Write out, word for word, only the lines from the one containing "target | green shrub" through the final line of the data.

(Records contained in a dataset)
┌──
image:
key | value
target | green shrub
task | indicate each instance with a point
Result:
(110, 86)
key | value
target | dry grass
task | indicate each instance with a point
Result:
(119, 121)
└──
**RESULT BELOW**
target | green shrub
task | indicate each instance with a point
Result:
(110, 86)
key | value
target | dry grass
task | indicate each instance with a point
Result:
(119, 121)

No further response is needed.